#### [TASK TO CARRY OUT]
Give the entries again in full. Nothing may be altered.

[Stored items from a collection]
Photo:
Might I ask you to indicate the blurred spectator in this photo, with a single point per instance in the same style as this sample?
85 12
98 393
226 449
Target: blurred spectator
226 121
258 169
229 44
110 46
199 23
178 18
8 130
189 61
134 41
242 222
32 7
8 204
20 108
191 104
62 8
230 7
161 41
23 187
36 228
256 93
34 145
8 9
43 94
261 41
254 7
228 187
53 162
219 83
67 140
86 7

#### [FINISHED TASK]
Photo:
Might I ask you to indicate the blurred spectator in this photo, with a single point per instance in the same style as this sample?
85 12
98 393
226 449
Target: blurred spectator
226 121
258 169
229 44
110 46
199 23
178 18
8 130
189 61
134 41
242 222
32 7
8 204
20 108
191 104
62 8
230 7
161 41
23 187
36 228
256 93
34 145
8 9
43 94
261 41
254 7
228 187
53 162
219 83
67 140
86 7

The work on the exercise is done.